→ Activity
Which lines run from the one containing "Can you spot the wooden" to the end of the records? Write them out exactly, both ends included, and nothing else.

→ Exercise data
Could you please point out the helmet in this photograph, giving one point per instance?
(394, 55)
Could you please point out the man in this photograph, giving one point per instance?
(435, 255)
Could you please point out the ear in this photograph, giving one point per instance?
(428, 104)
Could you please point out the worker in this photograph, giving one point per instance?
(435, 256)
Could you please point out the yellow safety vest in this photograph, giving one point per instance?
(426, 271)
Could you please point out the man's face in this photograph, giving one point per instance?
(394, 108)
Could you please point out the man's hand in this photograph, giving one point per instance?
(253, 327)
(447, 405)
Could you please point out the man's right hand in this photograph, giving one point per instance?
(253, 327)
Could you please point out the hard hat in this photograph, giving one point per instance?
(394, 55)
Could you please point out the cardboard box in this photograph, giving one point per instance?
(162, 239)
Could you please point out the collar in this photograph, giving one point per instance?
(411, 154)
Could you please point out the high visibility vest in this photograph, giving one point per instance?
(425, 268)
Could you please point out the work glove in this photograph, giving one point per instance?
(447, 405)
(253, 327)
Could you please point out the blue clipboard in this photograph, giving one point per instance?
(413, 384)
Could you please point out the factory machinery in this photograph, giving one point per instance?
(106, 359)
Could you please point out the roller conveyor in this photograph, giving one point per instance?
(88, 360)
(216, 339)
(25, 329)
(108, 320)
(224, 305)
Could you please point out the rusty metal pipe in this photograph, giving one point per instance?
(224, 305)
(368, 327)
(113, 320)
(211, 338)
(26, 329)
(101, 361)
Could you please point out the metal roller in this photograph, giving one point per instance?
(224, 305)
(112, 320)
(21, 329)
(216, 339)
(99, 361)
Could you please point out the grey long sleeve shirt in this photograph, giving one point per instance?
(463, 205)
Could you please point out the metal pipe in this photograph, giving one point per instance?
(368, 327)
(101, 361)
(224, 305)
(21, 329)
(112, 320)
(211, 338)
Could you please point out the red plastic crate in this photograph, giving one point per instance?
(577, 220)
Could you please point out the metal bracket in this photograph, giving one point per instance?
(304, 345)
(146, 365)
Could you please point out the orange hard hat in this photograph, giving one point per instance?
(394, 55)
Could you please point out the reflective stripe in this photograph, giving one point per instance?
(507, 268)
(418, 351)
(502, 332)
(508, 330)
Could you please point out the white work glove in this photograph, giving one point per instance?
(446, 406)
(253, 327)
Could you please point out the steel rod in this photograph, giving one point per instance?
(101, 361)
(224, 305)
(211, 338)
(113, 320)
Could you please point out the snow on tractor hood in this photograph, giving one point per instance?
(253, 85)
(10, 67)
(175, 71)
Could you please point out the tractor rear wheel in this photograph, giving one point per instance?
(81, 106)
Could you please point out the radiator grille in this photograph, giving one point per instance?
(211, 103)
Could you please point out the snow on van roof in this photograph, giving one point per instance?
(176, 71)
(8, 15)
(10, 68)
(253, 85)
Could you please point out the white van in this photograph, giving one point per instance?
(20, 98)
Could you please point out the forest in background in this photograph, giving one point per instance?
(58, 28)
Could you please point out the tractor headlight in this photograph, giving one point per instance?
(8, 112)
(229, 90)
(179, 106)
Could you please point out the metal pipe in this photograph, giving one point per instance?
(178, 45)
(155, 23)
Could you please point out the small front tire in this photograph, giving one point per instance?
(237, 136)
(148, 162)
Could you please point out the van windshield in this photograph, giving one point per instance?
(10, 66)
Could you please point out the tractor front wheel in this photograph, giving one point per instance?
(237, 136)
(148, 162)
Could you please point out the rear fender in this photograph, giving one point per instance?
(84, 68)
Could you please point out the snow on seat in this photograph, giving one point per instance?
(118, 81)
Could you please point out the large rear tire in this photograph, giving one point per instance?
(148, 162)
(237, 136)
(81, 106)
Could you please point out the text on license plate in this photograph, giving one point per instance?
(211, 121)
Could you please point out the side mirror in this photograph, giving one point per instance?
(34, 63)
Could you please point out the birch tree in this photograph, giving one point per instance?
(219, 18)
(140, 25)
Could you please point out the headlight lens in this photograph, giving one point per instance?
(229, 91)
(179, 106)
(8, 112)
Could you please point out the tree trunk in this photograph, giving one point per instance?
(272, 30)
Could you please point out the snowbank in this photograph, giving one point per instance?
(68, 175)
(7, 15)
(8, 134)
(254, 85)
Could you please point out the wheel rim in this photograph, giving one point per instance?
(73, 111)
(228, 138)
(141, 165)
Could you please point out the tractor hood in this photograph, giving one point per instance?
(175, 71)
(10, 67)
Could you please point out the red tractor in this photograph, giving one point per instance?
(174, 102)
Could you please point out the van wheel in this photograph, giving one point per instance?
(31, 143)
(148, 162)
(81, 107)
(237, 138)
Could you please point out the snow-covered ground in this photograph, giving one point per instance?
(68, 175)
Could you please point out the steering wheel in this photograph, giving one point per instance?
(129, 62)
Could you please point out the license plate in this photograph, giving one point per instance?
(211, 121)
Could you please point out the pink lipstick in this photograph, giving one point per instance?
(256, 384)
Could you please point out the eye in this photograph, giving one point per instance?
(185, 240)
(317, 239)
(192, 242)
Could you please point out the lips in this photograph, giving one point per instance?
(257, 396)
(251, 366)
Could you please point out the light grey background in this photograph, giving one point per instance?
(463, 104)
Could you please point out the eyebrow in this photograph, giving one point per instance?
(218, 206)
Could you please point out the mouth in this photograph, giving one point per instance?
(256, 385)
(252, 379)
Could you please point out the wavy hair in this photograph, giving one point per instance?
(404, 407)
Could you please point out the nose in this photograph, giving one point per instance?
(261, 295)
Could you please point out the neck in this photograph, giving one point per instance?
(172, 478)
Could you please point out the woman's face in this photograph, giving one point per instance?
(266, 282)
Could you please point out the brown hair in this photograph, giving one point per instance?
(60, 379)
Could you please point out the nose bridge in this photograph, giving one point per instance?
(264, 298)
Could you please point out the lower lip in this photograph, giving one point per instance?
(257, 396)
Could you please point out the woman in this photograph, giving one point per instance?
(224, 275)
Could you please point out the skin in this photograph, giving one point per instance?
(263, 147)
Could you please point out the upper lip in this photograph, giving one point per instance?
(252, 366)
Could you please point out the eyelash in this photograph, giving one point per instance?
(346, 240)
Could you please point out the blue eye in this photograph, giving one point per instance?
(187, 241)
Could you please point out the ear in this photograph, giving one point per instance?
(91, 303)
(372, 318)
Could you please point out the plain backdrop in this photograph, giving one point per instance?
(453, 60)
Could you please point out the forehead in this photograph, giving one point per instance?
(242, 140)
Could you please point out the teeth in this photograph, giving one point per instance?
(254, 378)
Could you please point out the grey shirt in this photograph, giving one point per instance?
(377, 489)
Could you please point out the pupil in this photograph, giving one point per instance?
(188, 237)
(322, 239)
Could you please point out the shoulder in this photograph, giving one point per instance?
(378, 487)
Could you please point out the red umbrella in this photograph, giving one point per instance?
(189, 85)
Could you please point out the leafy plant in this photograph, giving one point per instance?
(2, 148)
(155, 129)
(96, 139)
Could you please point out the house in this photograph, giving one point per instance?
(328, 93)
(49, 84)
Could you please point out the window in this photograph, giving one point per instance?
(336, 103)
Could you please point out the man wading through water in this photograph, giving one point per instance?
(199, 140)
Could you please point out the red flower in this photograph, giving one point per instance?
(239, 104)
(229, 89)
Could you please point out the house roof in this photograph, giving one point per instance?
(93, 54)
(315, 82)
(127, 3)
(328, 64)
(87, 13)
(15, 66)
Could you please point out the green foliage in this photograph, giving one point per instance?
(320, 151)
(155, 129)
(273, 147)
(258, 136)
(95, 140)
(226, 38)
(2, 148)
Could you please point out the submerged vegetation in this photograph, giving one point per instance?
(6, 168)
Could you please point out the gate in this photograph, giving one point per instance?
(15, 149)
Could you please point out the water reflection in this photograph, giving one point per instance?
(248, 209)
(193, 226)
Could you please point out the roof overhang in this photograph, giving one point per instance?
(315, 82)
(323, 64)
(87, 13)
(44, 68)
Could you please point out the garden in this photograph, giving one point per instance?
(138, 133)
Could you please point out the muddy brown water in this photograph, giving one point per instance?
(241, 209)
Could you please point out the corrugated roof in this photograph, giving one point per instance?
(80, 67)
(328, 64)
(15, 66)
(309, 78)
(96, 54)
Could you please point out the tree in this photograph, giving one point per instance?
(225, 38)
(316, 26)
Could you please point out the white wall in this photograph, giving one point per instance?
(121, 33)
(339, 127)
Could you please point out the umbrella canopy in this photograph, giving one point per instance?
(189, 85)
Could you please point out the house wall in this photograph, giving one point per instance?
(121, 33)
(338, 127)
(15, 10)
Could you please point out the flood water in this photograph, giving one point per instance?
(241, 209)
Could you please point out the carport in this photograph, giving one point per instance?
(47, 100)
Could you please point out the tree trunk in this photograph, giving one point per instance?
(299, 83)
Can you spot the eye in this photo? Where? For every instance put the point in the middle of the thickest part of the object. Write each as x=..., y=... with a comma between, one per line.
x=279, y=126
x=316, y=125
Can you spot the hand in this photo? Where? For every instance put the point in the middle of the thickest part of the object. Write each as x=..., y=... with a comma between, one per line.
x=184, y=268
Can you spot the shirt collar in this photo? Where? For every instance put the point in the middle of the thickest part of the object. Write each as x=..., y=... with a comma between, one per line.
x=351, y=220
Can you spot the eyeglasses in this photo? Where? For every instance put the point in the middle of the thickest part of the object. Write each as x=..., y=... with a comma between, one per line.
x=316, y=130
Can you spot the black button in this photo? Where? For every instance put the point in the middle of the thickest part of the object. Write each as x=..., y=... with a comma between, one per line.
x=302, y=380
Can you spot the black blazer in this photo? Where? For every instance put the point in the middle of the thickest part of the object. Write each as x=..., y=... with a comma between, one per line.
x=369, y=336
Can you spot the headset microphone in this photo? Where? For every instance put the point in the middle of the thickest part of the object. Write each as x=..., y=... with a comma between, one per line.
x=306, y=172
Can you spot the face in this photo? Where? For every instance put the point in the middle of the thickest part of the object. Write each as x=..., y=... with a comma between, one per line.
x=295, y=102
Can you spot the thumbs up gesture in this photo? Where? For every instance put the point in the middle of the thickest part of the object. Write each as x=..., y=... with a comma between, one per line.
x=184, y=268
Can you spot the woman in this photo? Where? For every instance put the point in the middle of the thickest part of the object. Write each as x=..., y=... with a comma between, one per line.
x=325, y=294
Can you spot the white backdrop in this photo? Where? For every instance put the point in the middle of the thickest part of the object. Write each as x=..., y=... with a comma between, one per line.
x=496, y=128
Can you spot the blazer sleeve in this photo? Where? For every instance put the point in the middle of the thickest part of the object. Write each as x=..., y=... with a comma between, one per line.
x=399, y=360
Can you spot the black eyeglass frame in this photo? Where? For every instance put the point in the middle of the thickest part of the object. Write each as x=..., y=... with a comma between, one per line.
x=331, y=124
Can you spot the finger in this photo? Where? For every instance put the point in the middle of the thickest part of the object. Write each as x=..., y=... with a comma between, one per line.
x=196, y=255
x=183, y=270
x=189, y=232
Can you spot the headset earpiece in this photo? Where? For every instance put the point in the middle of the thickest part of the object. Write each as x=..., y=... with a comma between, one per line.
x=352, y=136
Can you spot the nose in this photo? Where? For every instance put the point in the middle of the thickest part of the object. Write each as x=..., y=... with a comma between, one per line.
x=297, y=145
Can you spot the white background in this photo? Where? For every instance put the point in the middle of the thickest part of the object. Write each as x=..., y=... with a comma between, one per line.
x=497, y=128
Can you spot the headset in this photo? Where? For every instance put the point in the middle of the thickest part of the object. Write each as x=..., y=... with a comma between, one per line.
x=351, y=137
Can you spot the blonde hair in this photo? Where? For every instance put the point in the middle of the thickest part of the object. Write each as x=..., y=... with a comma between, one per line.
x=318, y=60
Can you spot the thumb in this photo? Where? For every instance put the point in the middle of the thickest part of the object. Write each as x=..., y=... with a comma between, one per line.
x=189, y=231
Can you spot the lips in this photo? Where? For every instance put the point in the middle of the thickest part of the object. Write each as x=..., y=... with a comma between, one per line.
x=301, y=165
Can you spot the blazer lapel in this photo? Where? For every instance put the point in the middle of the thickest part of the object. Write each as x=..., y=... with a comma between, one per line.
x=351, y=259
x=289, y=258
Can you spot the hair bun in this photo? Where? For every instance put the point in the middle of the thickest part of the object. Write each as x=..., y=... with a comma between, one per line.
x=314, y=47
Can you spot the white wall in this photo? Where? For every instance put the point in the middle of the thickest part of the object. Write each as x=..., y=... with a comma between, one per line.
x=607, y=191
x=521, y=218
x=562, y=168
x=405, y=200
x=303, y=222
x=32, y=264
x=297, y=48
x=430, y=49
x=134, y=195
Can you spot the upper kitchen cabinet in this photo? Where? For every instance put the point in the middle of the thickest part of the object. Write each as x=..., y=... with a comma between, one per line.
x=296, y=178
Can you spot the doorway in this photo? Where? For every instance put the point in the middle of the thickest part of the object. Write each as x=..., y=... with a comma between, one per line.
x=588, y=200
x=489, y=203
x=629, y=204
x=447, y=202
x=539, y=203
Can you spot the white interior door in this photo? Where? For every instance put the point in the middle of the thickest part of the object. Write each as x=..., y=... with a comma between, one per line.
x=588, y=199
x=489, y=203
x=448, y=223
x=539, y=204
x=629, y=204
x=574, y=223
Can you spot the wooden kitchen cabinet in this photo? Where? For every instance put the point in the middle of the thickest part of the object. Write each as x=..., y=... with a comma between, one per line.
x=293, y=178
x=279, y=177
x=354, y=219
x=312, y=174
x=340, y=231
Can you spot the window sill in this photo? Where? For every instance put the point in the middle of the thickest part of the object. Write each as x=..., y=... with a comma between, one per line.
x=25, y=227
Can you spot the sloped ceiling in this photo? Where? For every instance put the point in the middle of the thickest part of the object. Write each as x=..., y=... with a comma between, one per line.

→ The answer
Can you spot the wooden kitchen cabinet in this photo? Where? For every instance put the point in the middle of the thickest part of the object. Write each as x=..., y=... with a comma between, one per line.
x=293, y=178
x=279, y=177
x=354, y=219
x=312, y=174
x=340, y=231
Can you spot the window sill in this photo? Where? For every instance put the point in the middle of the thickest part of the object. Write each as x=..., y=... with a comma between, one per line.
x=25, y=227
Can you spot the sloped ceiling in this photo? Where? For every instance put the point in the middle of the thickest part of the object. Write each as x=..., y=... with a comma between, one per line.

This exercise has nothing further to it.